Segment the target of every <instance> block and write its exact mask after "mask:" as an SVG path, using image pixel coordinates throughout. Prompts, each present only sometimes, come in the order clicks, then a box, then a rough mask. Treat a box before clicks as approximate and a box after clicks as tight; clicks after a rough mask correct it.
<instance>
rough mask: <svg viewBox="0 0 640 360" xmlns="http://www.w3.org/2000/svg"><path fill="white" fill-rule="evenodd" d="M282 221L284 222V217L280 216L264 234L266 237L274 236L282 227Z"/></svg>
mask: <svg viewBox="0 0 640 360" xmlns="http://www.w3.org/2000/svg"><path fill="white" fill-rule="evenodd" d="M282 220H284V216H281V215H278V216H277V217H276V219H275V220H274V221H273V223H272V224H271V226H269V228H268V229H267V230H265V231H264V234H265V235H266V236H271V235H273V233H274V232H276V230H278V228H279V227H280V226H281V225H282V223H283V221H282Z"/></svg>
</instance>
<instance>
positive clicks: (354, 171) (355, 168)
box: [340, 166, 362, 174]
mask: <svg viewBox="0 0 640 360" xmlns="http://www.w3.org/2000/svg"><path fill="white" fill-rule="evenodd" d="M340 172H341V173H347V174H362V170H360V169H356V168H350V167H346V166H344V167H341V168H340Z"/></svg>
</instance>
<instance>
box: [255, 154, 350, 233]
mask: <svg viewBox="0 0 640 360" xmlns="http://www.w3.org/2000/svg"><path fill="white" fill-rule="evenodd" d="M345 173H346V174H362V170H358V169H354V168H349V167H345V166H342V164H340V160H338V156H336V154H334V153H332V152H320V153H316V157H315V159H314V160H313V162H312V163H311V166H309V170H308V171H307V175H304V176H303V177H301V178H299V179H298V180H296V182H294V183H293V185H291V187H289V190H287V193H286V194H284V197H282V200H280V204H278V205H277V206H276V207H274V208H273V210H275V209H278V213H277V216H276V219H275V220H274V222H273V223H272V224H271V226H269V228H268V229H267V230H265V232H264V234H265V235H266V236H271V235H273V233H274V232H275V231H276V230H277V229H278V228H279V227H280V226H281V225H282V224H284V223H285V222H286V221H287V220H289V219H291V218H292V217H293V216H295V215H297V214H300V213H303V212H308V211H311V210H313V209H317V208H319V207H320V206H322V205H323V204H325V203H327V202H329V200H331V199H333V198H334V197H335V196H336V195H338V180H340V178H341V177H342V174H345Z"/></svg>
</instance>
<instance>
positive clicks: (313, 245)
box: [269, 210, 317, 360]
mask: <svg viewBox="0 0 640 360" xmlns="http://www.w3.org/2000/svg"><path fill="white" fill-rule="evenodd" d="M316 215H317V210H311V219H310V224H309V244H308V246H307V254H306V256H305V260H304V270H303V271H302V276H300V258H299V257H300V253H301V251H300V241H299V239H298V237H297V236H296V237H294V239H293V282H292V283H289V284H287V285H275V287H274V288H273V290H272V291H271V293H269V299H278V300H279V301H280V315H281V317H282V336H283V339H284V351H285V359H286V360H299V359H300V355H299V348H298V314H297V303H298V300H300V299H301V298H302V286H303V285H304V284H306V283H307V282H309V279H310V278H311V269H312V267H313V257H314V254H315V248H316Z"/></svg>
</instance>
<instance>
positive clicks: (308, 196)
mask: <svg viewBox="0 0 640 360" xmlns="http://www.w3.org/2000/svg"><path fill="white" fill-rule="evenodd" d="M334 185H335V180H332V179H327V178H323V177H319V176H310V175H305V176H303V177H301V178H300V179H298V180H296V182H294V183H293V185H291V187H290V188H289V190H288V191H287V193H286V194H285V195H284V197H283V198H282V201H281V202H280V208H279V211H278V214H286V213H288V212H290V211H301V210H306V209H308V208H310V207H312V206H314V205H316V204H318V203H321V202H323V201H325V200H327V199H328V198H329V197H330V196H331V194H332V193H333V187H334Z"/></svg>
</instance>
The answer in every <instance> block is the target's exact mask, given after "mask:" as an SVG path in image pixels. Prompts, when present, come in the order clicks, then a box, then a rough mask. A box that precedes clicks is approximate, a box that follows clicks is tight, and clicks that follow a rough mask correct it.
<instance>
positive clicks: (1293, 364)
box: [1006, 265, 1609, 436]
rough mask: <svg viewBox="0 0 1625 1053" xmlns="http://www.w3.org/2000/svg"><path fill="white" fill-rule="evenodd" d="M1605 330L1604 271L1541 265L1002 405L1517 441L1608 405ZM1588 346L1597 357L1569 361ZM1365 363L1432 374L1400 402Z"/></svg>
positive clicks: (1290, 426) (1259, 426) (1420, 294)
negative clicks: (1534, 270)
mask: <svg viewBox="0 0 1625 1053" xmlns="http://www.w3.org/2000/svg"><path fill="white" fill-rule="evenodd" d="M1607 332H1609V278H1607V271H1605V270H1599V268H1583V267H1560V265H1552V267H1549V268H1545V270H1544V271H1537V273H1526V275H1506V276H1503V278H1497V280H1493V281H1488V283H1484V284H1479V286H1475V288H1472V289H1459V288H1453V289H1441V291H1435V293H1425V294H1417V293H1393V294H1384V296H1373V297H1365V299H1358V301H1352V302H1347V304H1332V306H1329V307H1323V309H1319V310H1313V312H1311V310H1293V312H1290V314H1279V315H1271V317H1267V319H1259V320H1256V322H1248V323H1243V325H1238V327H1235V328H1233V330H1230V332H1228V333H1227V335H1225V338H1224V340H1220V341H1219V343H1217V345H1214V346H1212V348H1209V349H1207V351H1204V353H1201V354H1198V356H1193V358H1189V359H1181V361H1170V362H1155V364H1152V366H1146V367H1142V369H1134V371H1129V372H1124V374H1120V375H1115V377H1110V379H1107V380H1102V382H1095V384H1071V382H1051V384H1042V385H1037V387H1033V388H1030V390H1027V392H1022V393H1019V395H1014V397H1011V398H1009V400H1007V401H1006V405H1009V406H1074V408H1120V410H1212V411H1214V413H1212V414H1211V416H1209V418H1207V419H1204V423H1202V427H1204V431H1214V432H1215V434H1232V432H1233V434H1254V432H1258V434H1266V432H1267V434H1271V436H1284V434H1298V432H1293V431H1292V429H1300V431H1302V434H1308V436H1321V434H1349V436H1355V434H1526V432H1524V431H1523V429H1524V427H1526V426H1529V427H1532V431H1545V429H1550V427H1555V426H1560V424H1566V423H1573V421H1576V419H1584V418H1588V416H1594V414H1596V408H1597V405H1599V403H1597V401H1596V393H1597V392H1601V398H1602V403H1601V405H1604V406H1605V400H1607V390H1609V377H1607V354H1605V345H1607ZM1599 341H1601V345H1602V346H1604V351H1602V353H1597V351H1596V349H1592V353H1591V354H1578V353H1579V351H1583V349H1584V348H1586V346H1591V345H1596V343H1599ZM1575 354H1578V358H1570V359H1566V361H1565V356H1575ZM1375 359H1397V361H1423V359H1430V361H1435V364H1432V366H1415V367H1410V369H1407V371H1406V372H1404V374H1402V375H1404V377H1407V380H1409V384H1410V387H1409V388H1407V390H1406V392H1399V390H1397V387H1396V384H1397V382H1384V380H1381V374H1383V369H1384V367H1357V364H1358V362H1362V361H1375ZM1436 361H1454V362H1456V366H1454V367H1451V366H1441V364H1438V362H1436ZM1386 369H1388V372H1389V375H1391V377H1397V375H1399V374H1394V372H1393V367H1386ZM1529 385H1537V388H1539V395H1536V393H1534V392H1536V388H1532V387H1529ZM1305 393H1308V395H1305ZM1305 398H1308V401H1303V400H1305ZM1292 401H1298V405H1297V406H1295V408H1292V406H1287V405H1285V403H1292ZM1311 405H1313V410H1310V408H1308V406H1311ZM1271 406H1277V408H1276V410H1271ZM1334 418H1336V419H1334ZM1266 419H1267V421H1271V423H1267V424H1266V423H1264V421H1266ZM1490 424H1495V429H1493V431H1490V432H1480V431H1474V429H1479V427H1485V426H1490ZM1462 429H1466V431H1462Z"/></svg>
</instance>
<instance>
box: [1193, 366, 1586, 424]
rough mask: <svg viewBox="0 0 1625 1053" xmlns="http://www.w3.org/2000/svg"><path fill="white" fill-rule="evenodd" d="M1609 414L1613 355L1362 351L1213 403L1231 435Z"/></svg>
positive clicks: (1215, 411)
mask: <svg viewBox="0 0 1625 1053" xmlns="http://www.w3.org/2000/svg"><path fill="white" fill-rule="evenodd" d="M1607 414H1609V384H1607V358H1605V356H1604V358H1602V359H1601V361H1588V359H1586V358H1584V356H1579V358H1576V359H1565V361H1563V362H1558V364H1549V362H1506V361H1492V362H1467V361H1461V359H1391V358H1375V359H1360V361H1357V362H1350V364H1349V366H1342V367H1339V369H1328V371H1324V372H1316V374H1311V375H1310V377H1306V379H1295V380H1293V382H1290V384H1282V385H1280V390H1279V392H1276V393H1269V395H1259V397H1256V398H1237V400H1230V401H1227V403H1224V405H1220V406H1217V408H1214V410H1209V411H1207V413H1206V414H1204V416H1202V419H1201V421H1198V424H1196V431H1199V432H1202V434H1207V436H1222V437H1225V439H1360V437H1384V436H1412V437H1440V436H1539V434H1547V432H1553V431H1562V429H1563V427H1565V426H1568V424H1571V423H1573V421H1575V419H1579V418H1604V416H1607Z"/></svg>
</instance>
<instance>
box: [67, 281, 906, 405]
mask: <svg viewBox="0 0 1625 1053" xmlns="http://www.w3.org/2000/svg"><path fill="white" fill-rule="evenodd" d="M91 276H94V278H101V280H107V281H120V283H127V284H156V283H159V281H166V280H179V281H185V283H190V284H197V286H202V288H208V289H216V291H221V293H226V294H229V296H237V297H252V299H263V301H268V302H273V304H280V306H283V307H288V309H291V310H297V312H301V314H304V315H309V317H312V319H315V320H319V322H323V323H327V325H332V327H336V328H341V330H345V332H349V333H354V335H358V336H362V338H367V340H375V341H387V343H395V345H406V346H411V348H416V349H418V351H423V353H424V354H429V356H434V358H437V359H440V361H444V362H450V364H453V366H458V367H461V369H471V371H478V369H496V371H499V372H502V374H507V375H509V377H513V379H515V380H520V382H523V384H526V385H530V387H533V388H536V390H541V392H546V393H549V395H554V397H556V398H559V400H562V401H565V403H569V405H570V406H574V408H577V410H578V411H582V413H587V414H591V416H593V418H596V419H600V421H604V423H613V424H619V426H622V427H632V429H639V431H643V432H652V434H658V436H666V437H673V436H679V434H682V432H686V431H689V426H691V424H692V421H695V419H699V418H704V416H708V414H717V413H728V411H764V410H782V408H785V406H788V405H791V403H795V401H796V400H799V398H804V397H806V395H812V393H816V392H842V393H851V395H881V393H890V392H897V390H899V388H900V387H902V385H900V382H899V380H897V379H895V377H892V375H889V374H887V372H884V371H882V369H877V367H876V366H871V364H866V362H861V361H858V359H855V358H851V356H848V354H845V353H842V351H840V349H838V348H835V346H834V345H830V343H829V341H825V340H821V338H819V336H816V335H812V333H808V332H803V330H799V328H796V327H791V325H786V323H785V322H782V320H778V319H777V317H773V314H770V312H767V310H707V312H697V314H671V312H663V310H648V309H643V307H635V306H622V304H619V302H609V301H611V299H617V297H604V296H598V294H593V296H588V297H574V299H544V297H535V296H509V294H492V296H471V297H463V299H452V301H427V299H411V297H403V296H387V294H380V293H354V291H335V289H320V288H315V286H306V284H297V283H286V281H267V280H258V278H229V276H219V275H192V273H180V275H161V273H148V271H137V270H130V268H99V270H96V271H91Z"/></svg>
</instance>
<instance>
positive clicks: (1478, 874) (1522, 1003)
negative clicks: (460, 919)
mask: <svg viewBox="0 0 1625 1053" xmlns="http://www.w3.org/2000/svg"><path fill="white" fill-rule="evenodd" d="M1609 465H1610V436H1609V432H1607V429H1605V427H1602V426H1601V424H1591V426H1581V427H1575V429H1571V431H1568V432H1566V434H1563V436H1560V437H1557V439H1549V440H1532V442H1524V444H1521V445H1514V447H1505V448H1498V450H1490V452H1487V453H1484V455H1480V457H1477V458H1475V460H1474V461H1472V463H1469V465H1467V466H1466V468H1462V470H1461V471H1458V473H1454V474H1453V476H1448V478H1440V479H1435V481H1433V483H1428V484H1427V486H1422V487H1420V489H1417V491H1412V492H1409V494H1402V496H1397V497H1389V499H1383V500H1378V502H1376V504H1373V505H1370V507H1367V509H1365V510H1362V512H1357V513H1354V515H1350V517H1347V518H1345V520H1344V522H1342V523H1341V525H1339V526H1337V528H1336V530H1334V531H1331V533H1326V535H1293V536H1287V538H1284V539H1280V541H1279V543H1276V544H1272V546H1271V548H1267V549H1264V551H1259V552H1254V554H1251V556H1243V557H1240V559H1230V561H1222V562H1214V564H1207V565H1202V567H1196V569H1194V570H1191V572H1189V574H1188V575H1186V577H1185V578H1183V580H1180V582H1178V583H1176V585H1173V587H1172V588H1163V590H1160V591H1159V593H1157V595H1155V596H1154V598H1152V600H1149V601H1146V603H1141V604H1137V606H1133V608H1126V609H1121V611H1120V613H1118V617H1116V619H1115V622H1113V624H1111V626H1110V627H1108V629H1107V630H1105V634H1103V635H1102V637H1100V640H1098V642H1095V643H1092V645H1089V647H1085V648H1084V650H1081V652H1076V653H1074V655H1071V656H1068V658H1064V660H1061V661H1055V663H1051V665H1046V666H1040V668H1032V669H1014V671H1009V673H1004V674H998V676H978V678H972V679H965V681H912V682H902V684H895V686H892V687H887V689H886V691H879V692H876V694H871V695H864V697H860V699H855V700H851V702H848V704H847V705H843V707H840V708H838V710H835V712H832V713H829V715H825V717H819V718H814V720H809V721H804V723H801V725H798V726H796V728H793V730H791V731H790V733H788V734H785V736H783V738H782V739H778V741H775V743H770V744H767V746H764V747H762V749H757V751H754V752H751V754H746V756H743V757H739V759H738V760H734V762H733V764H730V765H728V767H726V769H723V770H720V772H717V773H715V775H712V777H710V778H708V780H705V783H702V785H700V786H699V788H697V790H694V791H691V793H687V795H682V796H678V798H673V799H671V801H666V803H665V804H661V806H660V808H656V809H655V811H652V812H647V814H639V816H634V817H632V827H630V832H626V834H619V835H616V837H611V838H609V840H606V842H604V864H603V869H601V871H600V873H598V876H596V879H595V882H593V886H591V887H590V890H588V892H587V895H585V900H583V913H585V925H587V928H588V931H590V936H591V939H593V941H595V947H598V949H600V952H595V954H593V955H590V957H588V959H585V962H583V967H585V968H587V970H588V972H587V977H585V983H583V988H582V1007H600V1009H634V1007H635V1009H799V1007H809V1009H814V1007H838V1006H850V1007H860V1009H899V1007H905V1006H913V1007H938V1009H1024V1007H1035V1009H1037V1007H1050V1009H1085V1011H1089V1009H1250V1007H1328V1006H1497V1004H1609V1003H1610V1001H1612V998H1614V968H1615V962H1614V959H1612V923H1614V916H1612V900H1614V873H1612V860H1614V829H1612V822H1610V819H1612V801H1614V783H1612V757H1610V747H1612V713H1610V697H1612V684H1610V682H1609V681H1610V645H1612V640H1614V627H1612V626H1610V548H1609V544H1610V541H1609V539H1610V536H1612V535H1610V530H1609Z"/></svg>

########################################

Copy the items from the beginning up to and including the line with "221L284 222V217L280 216L264", changing "Segment" to "Outline" and leaving everything else untouched.

» **THE ANSWER**:
Outline the target of every <instance> block and write its exact mask after "mask:" as an SVG path, using image pixel coordinates throughout. Prompts, each present only sometimes, come in the order clicks, then a box, then a rough mask. Treat a box before clicks as approximate and a box after clicks as tight; clicks after a rough mask correct it.
<instance>
rough mask: <svg viewBox="0 0 640 360" xmlns="http://www.w3.org/2000/svg"><path fill="white" fill-rule="evenodd" d="M282 221L284 222V217L280 216L264 234L266 237L274 236L282 227Z"/></svg>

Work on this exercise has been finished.